→ **RECORDS FOR THE EXERCISE**:
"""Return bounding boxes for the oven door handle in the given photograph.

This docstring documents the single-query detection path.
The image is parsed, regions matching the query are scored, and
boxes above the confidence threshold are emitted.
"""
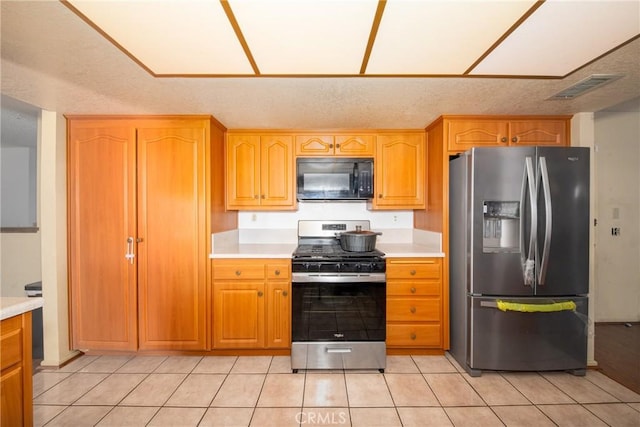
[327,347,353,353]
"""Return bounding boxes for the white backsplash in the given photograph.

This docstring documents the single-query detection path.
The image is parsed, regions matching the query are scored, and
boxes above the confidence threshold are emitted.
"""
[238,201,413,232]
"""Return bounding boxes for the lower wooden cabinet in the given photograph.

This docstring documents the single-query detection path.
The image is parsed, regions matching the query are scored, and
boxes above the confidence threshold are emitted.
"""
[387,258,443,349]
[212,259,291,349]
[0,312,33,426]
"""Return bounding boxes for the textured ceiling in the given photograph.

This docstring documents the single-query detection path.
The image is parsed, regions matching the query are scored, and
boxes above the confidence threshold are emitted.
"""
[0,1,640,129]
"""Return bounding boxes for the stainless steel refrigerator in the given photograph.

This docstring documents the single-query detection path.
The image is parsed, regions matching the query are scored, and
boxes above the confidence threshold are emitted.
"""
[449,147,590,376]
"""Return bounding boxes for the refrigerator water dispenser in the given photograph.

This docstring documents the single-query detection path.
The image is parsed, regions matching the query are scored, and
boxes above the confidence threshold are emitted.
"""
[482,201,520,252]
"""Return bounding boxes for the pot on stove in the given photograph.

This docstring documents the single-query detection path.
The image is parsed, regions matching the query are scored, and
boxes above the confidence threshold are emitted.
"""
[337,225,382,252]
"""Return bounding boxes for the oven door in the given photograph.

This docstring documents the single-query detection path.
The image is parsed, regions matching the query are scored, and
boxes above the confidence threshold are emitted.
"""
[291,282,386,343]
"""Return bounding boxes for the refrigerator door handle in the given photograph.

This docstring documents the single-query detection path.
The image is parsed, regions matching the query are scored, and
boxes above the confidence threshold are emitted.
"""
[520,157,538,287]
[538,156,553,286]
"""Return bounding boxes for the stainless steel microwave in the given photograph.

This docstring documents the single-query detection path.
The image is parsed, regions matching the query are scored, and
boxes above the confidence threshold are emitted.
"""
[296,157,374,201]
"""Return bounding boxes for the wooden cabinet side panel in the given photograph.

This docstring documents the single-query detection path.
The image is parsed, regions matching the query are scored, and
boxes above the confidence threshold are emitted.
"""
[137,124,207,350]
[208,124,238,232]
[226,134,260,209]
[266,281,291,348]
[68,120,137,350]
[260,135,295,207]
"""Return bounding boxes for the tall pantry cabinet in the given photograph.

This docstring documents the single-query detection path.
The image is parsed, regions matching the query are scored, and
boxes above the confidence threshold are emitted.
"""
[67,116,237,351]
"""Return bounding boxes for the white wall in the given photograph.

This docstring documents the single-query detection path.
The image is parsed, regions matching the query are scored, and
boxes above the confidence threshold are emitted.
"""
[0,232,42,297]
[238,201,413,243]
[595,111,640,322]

→ **STATED PROBLEM**:
Reproduce the full material above verbatim, omitting the picture from your answer.

→ **TASK OUTPUT**:
"""Return bounding boxes for the oven door handle in the given photograph.

This docstring documents the single-query detection path.
The image is parsed, regions matching the query are scored, and
boxes above the confidence threshold are emitted.
"""
[327,347,353,353]
"""Return bounding boxes for the white backsplash in the given photograph.

This docstring documents the single-query detection path.
The image is parsed, regions matching the query are scored, and
boxes above the confidence threshold are emitted.
"""
[238,201,413,232]
"""Return bounding boxes for the lower wooden cabinet in the given photograph.

This docstring documents the single-query detection path.
The image is parsed, regions matching the query are scored, and
boxes above the confidence threshold are emitted.
"""
[387,258,443,349]
[212,259,291,349]
[0,312,33,426]
"""Return bounding boxes for the textured ceiling in the given photograph.

This docstring documents the single-query detection path.
The image is parsed, regions matching the query are scored, and
boxes above the confidence threshold are emitted.
"""
[0,1,640,129]
"""Return bounding boxes for the stainless steel refrigerator in the given photograph.

This docstring documents the single-query detection path.
The image is parsed, regions matching the query are scored, and
boxes above the confidence threshold are emitted.
"""
[449,147,590,376]
"""Return bounding boxes for the refrigerator water dispenser in the given photograph.

This docstring documents the single-query detection path.
The image is parsed, regions matching the query are scored, and
boxes above the confidence threshold are emitted.
"""
[482,201,520,252]
"""Return bounding boxes for the pot on stove in the given photograph.

This docstring documents the single-query detection path.
The image is parsed, regions matching the query are scored, and
boxes above the confidence threshold are emitted.
"""
[337,225,382,252]
"""Return bounding boxes for the oven door in the given photograph.

This docstring documents the single-query detection path.
The image is parsed, regions matching the query are scored, and
boxes above the confidence threshold are emitted.
"""
[291,282,386,343]
"""Return bounding boxes for the refrigerator door handle in the given photograph.

This docstring documents the single-query detection path.
The image is parsed, regions matching the query are scored, and
boxes above the confidence threshold are emitted.
"""
[520,157,538,287]
[538,156,553,286]
"""Return bounding boxes for the stainless steel microwave in the given photograph.

This docstring documents the single-query detection path.
The image is parsed, regions matching the query are scored, and
boxes above the confidence threshold are emitted.
"""
[296,157,374,201]
"""Return bounding boxes for the wooden cabinet side panel in the given photograph.

This docstring documents the single-query detection path.
The image is parsed, regions matching the query are scored, and
boxes above the confidence threshold are emitted.
"""
[137,124,207,350]
[208,124,238,232]
[226,134,260,209]
[266,281,291,348]
[68,120,137,350]
[260,135,295,207]
"""Return bounding boxes for the tall pantry cabinet in the given photograph.

This docstring documents the single-query detection path.
The image is parsed, regions matching the query are scored, and
boxes above the confidence threshold are emitted.
"""
[67,116,237,351]
"""Return bounding boxes for the white wall in the given photograph.

This docstring documents the single-query detection path.
The image is parsed, regions matching the query are scored, and
boxes above the confidence threshold are emitted.
"""
[0,232,42,297]
[238,201,413,243]
[595,111,640,322]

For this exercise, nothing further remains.